Goal of the exercise ▸ According to the excerpt about Dilshod Nurmatov, what is the name of his native village in Tajikistan?

Tajik migrant Dilshod Nurmatov returned to Moscow from Dushanbe: "It will never be the same again."
Tajik migrant Dilshod Nurmatov returned to Moscow from Dushanbe: "It will never be the same again."

When Dilshod Nurmatov left his home in Russia to pay a “brief visit” to his elderly parents in Tajikistan in March, the Tajik migrant worker had no idea it was the beginning of tragedy and turmoil for him and his family.

“My wife was due to give birth in May, so I wanted to be back home in Russia in two weeks to help her in the last months of the pregnancy,” Nurmatov told RFE/RL.

Just days after Nurmatov arrived in his native village of Faizbor, in Tajikistan's southern Khatlon Province, first Russia and then Tajikistan closed their borders and canceled international flights due to the coronavirus pandemic.

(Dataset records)

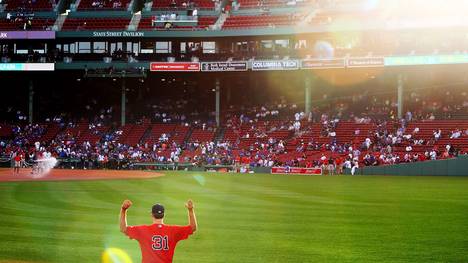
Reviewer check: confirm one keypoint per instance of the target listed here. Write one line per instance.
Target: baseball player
(18, 159)
(158, 240)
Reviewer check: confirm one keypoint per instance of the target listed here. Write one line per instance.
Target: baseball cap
(158, 210)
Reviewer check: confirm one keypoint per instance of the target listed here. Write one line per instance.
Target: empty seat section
(95, 23)
(103, 4)
(238, 22)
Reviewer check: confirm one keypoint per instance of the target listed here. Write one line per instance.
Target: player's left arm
(123, 216)
(191, 213)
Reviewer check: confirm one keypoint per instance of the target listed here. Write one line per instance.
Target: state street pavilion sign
(118, 34)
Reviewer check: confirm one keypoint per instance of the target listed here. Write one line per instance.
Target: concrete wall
(452, 167)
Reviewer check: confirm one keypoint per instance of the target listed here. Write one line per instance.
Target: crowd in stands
(263, 136)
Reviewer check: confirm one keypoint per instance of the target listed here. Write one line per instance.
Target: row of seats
(106, 4)
(95, 23)
(270, 3)
(167, 4)
(36, 5)
(36, 24)
(203, 22)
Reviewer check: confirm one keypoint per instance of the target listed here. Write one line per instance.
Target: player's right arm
(191, 214)
(123, 216)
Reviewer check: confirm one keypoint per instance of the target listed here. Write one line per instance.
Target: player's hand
(126, 204)
(189, 205)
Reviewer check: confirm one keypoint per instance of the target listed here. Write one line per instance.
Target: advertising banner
(27, 66)
(27, 34)
(323, 63)
(296, 170)
(175, 66)
(224, 66)
(275, 65)
(365, 62)
(426, 60)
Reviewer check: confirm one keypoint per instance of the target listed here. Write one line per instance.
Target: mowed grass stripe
(245, 218)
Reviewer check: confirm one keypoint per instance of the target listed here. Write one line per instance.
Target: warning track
(6, 175)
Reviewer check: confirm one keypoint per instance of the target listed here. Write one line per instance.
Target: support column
(307, 92)
(31, 102)
(218, 102)
(400, 96)
(123, 103)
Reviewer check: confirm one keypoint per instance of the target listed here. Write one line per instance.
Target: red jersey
(158, 241)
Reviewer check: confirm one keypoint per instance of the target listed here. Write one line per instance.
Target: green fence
(452, 167)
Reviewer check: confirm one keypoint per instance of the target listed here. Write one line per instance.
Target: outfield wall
(452, 167)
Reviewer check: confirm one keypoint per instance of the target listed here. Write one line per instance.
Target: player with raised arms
(158, 240)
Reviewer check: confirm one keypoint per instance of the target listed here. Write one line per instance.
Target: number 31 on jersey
(160, 242)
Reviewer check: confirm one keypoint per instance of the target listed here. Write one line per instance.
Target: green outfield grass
(244, 218)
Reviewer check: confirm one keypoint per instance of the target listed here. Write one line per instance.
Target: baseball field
(242, 218)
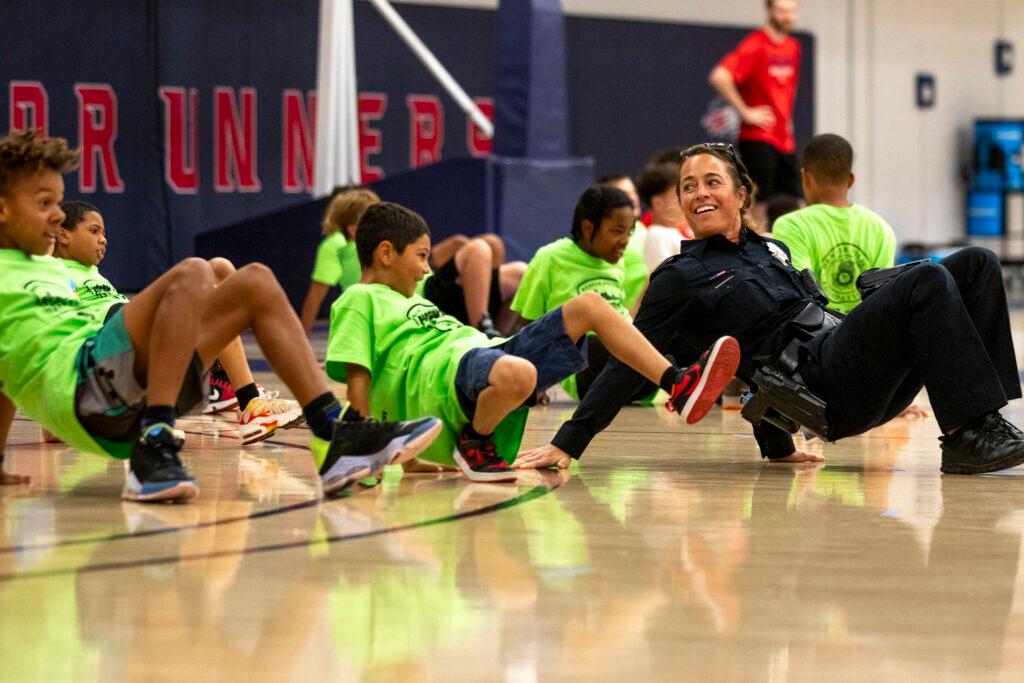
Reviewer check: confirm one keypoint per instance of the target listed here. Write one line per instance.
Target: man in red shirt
(759, 79)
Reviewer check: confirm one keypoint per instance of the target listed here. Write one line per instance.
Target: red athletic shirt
(766, 73)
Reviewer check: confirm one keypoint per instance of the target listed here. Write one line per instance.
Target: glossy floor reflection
(669, 554)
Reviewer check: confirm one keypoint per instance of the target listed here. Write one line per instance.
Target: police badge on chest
(777, 252)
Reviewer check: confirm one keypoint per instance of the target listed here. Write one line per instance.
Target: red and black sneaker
(704, 382)
(478, 459)
(221, 392)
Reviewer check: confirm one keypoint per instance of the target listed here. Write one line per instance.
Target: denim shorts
(543, 342)
(108, 400)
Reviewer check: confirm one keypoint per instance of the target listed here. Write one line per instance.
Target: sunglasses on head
(715, 146)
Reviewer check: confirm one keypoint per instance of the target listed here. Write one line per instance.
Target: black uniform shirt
(749, 291)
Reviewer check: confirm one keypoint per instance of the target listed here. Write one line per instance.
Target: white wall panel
(909, 162)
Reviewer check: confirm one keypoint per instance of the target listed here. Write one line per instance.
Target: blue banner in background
(198, 115)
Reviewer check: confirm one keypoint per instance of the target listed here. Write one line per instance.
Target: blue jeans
(543, 342)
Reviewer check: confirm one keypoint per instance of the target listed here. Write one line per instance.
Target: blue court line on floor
(170, 529)
(532, 494)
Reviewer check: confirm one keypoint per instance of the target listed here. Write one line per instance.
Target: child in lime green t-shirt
(117, 386)
(336, 261)
(400, 355)
(82, 244)
(833, 237)
(636, 268)
(590, 260)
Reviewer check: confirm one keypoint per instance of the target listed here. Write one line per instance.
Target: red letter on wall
(299, 135)
(372, 107)
(29, 97)
(426, 130)
(97, 129)
(235, 141)
(180, 139)
(477, 144)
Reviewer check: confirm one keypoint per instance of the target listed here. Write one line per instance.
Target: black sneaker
(363, 449)
(486, 326)
(702, 383)
(478, 459)
(984, 445)
(156, 473)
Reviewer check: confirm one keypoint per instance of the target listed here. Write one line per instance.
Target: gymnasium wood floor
(669, 554)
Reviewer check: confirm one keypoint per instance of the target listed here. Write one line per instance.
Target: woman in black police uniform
(942, 327)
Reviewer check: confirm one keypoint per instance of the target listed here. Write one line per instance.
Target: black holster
(781, 397)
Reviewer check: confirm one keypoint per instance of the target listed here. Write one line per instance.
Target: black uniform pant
(944, 327)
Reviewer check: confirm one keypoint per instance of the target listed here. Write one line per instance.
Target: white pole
(435, 67)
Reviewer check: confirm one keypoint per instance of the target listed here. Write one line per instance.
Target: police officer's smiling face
(709, 198)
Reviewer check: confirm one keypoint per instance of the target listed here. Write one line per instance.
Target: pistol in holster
(871, 280)
(782, 397)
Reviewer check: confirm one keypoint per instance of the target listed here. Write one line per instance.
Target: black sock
(155, 414)
(472, 433)
(246, 394)
(321, 414)
(671, 378)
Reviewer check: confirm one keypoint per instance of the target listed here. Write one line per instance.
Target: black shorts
(773, 172)
(442, 290)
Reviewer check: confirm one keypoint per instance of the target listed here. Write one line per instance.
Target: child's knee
(588, 303)
(513, 376)
(222, 268)
(193, 273)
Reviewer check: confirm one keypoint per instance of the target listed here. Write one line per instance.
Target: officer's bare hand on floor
(914, 412)
(546, 456)
(800, 457)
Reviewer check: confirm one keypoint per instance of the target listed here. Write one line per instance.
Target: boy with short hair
(836, 239)
(81, 244)
(116, 387)
(336, 261)
(399, 354)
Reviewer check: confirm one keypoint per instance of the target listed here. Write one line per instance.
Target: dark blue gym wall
(634, 87)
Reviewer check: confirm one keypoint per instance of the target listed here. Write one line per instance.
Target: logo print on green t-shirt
(609, 290)
(840, 268)
(427, 315)
(94, 290)
(49, 296)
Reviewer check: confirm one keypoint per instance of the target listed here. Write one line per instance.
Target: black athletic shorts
(442, 290)
(773, 172)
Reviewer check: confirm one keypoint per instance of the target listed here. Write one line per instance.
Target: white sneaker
(264, 415)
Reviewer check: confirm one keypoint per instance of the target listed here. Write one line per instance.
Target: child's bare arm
(6, 419)
(359, 383)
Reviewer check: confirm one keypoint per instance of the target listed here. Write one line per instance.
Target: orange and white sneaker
(266, 414)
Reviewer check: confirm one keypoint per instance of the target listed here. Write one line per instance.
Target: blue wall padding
(530, 99)
(527, 202)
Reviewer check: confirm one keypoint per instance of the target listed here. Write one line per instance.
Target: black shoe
(365, 447)
(156, 472)
(1010, 429)
(478, 459)
(486, 326)
(986, 444)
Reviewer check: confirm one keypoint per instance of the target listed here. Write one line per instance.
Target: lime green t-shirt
(636, 268)
(42, 327)
(94, 291)
(337, 262)
(561, 270)
(838, 245)
(412, 351)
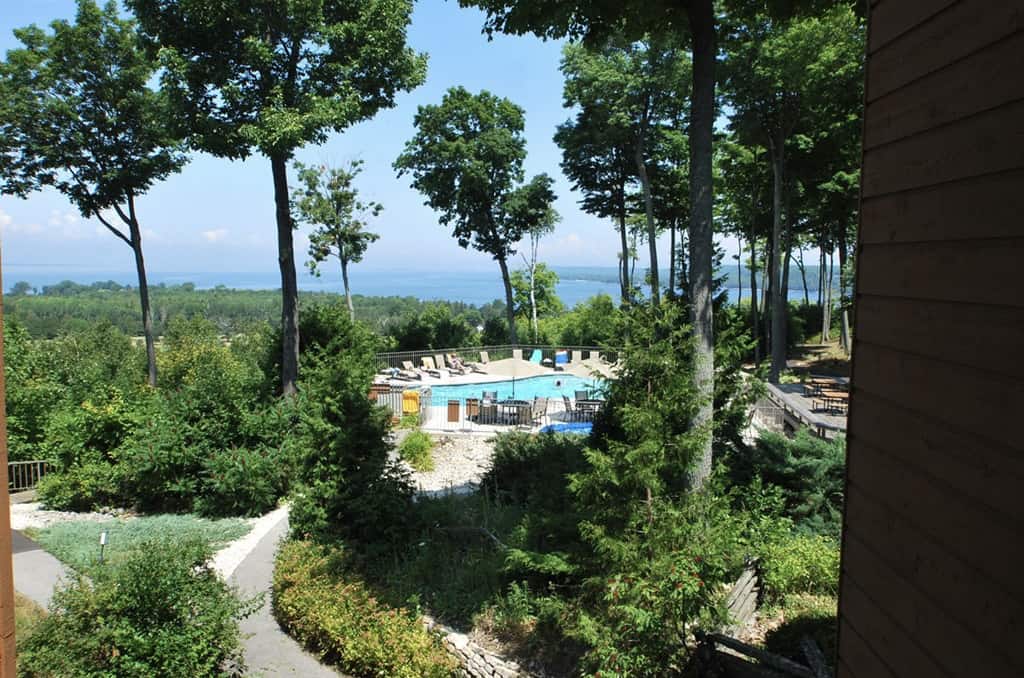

Answer section ▸ Faizbor, in Tajikistan's southern Khatlon Province.